== Textauszug ==
Samstag, 21. Februar 2009

Mord, Modernismus und das goldene Zeitalter

   Hans Küng hat uns ja vor wenigen Wochen gemeinsam mit den üblichen Verdächtigen mit einem flammenden Aufruf gegen den Papst, und gegen den "Antimodernismus"  - also für den Modernismus - erfreut. Heute veröffentlicht er, angesichts des Siechtums seines engen Freundes Walter Jens, ein ebenso flammendes Plädoyer für den assistierten Selbstmord und erinnert daran, was er und Walter Jens vor einigen Jahren in einem gemeinsamen Buch forderten.
„Die Poesie, deren Wesen es ist, in Gleichnis und Bild eine ars vivendi zu lehren, sollte entschiedener als bisher die Partei jener ergreifen, die jenes fünfte Recht der Kranken und Sterbenden ins Blickfeld rücken, das Recht, nicht leiden zu müssen, sondern in Frieden und Würde sterben zu können. Millionen von Menschen könnten, wie Hans Küng und ich, gelassener ihrer Arbeit nachgehen, wenn sie wüssten, dass ihnen eines Tages ein Arzt zur Seite stünde: kein Spezialist, sondern ein Hausarzt wie Dr. Max Schur es war, einer der bewundernswertesten Männer dieses Jahrhunderts, der nicht zögerte, seinem Patienten Sigmund Freud die tödliche Morphium-Dosis zu geben ...“
   Der Artikel ist mit Sicherheit einer der selbst-entlarvendsten Beiträge des Gelehrten Küng und bedarf keines weiteren Kommentars. Jedenfalls endet der Artikel mit dem Aufruf, hinfort doch nicht mehr das böse Wort "Selbstmord" zu gebrauchen und sich doch bitte nicht mehr so extensiv über die Todesmaschinen eines gewissen Juristen aufzuregen. Nur selten hat man die Gelegenheit, den Zusammenhang zwischen Küngs fadenscheiniger Theologie und der passenden fadenscheinigen Ethik zu beobachten.

== Aufgabe A ==
Wem gab Dr. Max Schur laut dem Zitat im Text über Hans Küng die tödliche Morphium-Dosis?
== Aufgabe B ==
Schreibe den Text über Hans Küng im Anschluss an seinen letzten Satz weiter.

== Untersuchte Daten ==
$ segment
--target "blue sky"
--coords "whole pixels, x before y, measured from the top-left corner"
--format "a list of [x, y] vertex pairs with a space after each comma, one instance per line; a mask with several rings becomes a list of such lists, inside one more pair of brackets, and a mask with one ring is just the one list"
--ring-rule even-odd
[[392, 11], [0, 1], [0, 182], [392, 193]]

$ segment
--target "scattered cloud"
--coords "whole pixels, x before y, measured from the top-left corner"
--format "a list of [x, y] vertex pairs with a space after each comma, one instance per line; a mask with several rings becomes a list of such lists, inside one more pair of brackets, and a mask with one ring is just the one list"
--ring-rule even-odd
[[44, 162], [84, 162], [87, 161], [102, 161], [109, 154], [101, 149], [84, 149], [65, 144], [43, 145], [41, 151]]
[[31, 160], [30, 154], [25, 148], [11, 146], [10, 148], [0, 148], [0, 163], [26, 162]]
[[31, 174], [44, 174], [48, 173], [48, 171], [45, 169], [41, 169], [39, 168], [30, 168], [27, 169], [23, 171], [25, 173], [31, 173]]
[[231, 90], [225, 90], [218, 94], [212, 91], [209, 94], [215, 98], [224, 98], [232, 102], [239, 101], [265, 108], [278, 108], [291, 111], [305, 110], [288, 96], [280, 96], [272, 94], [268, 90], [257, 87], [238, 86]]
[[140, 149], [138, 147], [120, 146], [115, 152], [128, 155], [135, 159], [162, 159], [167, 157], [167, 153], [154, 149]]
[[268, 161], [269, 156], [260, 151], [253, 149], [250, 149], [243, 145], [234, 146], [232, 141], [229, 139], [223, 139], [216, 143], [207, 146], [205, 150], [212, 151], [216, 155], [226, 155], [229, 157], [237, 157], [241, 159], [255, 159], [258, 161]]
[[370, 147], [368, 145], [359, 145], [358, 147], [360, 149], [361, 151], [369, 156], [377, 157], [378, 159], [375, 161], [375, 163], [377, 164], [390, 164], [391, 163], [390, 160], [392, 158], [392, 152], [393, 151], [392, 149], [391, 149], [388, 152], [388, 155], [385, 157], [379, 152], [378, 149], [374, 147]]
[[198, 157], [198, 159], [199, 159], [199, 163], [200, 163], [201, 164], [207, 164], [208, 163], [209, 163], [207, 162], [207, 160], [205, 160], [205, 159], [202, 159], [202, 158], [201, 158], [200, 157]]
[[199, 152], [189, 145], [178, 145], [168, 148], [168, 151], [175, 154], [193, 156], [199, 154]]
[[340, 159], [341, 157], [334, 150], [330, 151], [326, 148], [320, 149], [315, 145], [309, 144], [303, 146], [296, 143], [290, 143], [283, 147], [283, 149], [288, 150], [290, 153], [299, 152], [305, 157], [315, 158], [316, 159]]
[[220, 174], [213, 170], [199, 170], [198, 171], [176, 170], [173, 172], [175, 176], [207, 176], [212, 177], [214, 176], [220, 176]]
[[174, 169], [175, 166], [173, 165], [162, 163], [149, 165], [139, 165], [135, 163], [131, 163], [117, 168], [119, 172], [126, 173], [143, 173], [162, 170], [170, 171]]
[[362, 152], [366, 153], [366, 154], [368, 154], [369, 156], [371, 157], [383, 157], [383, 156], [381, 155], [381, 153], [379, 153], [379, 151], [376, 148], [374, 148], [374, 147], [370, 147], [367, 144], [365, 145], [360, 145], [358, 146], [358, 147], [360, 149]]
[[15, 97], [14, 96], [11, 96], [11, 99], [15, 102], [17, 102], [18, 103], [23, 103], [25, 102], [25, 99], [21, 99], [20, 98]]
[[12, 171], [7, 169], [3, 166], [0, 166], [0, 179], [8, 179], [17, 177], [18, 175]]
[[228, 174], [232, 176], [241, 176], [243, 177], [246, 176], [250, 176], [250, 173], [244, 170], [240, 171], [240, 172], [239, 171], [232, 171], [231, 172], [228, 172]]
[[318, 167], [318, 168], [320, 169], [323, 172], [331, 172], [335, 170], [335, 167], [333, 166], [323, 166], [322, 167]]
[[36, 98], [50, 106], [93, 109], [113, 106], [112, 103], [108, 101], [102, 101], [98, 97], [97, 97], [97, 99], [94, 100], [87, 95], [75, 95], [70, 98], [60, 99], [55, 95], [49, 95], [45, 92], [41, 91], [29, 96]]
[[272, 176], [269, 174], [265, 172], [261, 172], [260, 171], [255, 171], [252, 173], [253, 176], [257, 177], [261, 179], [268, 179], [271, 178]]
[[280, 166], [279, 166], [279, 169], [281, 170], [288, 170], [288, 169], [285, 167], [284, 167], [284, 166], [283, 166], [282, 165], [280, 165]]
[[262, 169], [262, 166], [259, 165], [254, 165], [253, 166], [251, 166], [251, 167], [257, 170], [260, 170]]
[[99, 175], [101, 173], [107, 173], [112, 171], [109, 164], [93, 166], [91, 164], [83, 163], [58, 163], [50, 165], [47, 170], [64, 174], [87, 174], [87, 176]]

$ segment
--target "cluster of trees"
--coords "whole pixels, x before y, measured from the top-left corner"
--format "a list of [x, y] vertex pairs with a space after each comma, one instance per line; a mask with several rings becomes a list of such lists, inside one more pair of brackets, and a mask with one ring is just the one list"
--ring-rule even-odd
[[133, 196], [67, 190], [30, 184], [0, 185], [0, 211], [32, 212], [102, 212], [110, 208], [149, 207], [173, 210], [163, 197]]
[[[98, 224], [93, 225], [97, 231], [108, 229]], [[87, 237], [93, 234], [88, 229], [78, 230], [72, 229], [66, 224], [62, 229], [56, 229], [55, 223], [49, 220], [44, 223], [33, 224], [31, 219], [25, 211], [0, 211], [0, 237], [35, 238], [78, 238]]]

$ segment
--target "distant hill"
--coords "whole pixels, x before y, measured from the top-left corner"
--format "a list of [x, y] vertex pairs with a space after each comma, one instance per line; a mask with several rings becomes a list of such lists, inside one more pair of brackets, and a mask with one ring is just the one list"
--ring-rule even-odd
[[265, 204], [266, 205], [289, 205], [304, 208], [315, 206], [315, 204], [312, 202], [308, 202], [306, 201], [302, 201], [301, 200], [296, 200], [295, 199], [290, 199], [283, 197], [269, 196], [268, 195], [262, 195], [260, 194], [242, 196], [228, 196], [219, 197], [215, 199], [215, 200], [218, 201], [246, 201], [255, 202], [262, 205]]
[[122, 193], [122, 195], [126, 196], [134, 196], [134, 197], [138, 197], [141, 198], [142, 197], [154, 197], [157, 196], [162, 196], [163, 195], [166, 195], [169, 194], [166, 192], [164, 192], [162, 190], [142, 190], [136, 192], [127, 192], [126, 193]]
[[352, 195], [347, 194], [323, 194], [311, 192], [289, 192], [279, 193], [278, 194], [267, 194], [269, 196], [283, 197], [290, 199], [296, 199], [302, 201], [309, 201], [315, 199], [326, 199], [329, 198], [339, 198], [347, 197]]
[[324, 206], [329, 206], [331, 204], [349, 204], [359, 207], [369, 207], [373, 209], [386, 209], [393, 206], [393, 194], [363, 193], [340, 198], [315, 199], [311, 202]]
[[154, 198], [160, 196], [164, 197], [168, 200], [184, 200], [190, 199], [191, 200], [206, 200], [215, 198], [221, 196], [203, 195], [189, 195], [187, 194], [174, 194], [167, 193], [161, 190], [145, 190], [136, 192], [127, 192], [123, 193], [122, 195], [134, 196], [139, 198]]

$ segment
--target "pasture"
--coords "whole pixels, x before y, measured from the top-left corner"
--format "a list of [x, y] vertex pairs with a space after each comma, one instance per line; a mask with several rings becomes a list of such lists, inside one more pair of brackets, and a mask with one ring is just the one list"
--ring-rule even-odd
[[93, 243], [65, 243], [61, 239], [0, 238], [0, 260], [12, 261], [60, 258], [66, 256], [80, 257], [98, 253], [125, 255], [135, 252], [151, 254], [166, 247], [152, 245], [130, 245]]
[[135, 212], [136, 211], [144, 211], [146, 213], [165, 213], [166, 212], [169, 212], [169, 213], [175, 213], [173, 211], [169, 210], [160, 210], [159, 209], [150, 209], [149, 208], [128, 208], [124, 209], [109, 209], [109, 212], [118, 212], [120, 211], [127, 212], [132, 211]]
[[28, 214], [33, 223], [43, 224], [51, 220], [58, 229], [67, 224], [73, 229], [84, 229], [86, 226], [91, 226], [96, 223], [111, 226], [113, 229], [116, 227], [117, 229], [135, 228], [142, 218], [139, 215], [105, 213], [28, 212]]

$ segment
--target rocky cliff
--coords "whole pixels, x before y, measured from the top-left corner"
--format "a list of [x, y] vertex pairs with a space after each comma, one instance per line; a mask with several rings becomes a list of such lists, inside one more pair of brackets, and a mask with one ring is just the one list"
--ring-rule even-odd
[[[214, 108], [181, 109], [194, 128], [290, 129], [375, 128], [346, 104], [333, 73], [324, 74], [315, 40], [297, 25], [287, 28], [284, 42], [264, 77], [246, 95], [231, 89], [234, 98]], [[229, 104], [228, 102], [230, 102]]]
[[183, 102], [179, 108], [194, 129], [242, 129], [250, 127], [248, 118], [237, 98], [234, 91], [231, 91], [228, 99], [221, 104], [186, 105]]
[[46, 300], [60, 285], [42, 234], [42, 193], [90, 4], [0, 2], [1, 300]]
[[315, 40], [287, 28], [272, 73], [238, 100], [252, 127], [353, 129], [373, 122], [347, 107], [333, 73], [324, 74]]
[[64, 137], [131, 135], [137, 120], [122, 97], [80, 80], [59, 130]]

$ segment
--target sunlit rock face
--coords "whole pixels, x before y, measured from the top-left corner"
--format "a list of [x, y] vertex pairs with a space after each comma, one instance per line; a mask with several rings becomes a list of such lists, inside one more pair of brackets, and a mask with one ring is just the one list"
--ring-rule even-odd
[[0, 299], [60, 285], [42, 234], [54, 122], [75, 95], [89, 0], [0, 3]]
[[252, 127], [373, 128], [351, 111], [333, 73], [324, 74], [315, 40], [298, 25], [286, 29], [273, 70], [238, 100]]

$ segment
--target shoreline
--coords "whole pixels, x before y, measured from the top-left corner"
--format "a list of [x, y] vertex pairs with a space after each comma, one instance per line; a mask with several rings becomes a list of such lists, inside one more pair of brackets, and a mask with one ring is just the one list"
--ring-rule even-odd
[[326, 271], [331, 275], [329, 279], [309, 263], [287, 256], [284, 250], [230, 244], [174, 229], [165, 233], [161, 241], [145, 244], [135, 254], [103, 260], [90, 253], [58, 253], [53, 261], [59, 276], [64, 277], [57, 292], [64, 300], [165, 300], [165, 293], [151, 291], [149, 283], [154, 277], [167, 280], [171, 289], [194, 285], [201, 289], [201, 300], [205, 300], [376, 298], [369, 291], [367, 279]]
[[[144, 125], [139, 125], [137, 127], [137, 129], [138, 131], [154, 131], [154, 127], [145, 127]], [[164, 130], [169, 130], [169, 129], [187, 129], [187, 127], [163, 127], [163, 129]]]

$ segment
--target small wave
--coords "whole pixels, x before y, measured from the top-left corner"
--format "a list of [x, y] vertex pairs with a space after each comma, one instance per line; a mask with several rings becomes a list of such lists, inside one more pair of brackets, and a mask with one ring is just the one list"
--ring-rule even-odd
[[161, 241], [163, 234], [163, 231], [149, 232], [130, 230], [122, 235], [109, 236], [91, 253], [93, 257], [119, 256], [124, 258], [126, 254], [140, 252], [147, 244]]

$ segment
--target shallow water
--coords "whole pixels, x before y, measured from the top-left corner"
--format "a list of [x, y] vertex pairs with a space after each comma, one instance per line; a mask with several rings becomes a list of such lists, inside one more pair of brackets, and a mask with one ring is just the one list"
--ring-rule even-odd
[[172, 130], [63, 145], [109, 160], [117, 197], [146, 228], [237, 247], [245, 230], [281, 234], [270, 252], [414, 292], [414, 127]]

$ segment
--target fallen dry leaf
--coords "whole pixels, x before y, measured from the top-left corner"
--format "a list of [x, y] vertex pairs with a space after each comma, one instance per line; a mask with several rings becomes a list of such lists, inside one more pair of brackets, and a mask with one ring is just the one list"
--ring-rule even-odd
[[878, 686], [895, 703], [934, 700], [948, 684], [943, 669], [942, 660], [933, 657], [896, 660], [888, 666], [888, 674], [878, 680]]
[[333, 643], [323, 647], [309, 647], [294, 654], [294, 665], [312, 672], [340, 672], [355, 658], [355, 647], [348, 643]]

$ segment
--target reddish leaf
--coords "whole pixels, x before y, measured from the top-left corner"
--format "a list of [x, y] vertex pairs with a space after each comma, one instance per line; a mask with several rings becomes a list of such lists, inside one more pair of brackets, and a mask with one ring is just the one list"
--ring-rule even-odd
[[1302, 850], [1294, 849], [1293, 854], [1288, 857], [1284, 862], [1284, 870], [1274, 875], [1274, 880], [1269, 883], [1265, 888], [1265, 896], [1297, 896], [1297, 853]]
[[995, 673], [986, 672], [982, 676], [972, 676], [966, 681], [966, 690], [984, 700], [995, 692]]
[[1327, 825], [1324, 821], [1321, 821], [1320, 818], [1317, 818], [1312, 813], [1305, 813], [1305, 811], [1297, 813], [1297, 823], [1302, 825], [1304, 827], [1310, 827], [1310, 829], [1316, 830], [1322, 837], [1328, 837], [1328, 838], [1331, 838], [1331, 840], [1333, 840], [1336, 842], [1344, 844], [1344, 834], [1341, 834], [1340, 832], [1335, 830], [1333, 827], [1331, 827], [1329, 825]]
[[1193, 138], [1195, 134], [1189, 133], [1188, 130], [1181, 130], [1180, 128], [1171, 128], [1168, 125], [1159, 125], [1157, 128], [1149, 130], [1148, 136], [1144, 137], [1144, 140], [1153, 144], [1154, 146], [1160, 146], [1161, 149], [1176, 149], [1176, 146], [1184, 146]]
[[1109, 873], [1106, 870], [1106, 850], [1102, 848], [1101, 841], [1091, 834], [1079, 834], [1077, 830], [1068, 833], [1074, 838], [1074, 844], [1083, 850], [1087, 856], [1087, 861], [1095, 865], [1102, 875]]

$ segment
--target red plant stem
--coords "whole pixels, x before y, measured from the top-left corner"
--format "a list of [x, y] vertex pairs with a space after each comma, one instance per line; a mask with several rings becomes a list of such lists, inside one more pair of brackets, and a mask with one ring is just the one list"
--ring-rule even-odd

== Antwort A ==
Seinem Patienten Sigmund Freud.

== Antwort B ==
   Angesichts der Debatte erscheint Chestertons flammendes Pladoyer gegen den - horribile dictu - Selbstmord und die Automaten eines gewissen William Archer beklemmend prophetisch. Das goldene Zeitalter, vor dem sich Chesterton so gefürchtet hat, hat begonnen.
Mr. William Archer suggested that in the golden age there would be penny-in-the-slot machines, by which a man could kill himself for a penny. In all this I found myself utterly hostile to many who called themselves liberal and humane. Not only is suicide a sin, it is the sin. It is the ultimate and absolute evil, the refusal to take an interest in existence; the refusal to take the oath of loyalty to life. The man who kills a man, kills a man. The man who kills himself, kills all men; as far as he is concerned he wipes out the world. His act is worse (symbolically considered) than any rape or dynamite outrage. For it destroys all buildings: it insults all women. The thief is satisfied with diamonds; but the suicide is not: that is his crime. He cannot be bribed, even by the blazing stones of the Celestial City. The thief compliments the things he steals, if not the owner of them. But the suicide insults everything on earth by not stealing it. He defiles every flower by refusing to live for its sake. There is not a tiny creature in the cosmos at whom his death is not a sneer. When a man hangs himself on a tree, the leaves might fall off in anger and the birds fly away in fury: for each has received a personal affront. Of course there may be pathetic emotional excuses for the act. There often are for rape, and there almost always are for dynamite. But if it comes to clear ideas and the intelligent meaning of things, then there is much more rational and philosophic truth in the burial at the cross-roads and the stake driven through the body, than in Mr. Archer's suicidal automatic machines.
Gilbert Keith Chesterton, Orthodoxy

1 Kommentar:

Thomas hat gesagt…

Ach der Küng mal wieder. Habe lange nichts über ihn lesen müssen. Wird der überhaupt noch irgendwo ernst genommen?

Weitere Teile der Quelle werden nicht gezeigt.